About this exercise
Your task is to copy the stretch of lines in the records below that begins with the line containing "x=283 y=646" and ends with the line containing "For the trial run, indicate each instance of the aircraft nose", exactly as written, with nothing added.

━━━ Provided material

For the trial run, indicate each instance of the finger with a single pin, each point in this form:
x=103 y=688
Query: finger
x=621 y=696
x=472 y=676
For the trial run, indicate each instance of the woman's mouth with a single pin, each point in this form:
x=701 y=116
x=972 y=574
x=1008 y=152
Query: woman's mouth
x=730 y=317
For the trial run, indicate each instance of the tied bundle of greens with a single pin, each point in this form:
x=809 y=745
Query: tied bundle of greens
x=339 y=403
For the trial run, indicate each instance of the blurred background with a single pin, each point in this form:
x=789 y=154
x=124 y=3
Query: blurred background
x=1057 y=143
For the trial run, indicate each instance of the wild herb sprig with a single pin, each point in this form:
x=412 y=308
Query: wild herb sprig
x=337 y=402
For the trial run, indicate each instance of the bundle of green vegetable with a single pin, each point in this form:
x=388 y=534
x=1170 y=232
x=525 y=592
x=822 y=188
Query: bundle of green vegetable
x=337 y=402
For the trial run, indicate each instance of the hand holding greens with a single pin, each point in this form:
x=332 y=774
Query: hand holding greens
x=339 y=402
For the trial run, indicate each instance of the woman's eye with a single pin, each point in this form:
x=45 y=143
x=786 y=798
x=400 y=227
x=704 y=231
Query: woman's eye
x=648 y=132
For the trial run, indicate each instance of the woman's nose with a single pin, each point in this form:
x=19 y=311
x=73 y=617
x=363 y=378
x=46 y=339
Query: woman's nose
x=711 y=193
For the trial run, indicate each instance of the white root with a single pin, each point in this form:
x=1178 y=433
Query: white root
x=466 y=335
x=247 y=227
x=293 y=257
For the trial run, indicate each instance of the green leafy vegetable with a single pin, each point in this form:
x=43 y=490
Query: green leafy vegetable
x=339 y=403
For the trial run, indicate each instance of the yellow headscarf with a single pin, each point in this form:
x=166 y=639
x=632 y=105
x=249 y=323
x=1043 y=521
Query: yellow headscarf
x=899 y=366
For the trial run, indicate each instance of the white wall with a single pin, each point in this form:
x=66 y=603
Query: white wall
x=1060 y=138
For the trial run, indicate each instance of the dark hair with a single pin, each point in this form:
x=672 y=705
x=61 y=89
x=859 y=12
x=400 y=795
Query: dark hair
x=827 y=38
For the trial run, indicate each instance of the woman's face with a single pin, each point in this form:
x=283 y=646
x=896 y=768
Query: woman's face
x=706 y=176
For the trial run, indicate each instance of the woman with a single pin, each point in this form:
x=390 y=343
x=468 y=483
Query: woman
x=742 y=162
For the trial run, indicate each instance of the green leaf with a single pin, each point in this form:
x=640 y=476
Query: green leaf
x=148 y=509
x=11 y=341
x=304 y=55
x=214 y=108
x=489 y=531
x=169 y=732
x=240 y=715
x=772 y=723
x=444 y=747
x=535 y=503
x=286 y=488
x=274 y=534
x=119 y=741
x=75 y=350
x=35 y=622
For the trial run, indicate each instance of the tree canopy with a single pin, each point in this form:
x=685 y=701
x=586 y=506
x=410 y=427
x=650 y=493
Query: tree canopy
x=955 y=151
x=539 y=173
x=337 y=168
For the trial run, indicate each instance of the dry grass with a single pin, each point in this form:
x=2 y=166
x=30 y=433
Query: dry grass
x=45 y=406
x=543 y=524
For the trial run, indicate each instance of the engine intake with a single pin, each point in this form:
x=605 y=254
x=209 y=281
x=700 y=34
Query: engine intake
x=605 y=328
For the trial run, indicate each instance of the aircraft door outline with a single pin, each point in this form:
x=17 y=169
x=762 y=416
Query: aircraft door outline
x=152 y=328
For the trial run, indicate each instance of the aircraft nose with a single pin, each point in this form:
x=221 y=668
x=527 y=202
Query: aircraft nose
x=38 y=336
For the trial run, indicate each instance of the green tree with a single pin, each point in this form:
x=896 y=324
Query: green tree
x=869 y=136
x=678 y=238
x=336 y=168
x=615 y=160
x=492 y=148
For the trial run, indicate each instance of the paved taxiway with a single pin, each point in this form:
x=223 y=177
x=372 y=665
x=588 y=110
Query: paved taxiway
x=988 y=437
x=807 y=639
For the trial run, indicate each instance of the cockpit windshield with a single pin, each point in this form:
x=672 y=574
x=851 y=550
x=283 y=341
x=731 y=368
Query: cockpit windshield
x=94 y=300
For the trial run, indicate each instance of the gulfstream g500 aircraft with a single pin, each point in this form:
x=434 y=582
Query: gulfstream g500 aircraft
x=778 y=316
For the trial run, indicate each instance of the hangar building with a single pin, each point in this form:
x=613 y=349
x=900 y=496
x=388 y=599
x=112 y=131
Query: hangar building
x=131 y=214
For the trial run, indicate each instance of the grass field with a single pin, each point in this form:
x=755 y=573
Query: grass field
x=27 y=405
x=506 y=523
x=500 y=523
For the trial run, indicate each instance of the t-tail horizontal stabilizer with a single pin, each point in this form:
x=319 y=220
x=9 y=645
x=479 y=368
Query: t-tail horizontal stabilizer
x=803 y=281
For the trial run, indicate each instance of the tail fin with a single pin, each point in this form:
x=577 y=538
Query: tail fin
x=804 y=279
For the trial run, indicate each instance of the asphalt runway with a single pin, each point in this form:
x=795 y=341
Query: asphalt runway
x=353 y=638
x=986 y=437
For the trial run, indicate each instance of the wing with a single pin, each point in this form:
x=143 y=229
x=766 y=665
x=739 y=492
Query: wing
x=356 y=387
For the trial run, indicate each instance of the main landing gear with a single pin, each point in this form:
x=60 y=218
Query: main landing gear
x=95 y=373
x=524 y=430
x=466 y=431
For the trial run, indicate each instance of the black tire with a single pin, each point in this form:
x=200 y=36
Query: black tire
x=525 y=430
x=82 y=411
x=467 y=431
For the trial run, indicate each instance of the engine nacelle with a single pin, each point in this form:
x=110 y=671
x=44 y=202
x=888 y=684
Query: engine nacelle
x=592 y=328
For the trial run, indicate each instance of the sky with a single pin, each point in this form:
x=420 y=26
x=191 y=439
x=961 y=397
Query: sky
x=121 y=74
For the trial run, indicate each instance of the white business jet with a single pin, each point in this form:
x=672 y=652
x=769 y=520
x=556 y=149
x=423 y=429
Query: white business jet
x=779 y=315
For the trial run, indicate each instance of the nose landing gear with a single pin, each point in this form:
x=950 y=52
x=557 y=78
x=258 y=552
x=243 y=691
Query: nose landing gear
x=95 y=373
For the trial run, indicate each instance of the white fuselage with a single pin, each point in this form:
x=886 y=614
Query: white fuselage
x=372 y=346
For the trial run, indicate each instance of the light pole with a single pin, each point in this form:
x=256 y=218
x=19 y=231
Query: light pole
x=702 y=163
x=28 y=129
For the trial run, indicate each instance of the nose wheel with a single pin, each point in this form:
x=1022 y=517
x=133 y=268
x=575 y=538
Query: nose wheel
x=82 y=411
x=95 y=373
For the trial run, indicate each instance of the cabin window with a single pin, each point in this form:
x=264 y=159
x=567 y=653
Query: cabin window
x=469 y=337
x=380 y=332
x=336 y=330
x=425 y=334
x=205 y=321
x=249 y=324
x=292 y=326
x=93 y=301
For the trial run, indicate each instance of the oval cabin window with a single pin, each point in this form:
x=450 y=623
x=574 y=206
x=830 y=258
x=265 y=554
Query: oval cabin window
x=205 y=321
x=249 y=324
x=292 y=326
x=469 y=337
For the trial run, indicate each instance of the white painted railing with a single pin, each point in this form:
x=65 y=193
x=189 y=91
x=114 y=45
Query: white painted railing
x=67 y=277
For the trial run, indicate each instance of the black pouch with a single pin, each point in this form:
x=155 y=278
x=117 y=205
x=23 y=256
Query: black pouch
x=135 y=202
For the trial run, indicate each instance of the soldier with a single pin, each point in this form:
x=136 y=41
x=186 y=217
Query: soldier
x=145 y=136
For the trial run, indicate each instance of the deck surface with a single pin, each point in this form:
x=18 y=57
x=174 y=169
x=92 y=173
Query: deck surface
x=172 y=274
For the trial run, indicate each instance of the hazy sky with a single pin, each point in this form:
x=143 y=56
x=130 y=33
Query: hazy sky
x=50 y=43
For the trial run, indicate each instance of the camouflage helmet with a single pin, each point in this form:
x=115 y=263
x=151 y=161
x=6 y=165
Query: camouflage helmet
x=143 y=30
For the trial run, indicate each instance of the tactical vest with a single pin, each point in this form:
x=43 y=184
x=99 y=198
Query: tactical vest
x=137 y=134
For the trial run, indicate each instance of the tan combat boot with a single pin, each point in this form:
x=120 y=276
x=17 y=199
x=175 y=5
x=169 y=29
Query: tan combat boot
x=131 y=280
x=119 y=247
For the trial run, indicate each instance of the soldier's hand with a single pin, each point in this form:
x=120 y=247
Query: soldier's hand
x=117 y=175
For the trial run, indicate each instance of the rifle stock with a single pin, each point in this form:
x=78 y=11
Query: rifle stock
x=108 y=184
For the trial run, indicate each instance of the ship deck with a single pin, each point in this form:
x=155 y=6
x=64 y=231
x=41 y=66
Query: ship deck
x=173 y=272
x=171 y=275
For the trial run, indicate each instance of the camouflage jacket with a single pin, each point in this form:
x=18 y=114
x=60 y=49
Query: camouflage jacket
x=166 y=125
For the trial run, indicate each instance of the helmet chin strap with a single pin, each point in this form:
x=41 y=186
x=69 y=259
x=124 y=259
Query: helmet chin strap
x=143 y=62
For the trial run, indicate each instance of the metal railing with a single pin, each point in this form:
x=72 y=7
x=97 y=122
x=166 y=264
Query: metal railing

━━━━━━

Response
x=283 y=646
x=896 y=768
Query: woman's face
x=706 y=176
For the trial run, indicate each instance of the woman with a single pin, each point in this form:
x=390 y=343
x=468 y=483
Query: woman
x=742 y=162
For the trial run, indicate each instance of the green leaf with a single pin, each point in this form:
x=640 y=476
Query: green leaf
x=148 y=509
x=11 y=341
x=304 y=55
x=214 y=108
x=489 y=531
x=169 y=732
x=240 y=715
x=772 y=723
x=444 y=747
x=535 y=503
x=286 y=488
x=274 y=534
x=119 y=741
x=75 y=350
x=35 y=622
For the trial run, indicate each instance of the tree canopy with a single pin, each point in this form:
x=685 y=701
x=586 y=506
x=410 y=427
x=650 y=493
Query: tree canopy
x=955 y=151
x=539 y=173
x=337 y=168
For the trial run, indicate each instance of the dry grass with a single pin, each point in this form:
x=2 y=166
x=30 y=433
Query: dry grass
x=45 y=406
x=543 y=524
For the trial run, indicate each instance of the engine intake with a single pin, each point in this form:
x=605 y=254
x=209 y=281
x=700 y=34
Query: engine intake
x=605 y=328
For the trial run, indicate each instance of the aircraft door outline with a single pin, each point in this form:
x=17 y=169
x=762 y=416
Query: aircraft door outline
x=152 y=328
For the trial run, indicate each instance of the aircraft nose with a single pin, each point in this form:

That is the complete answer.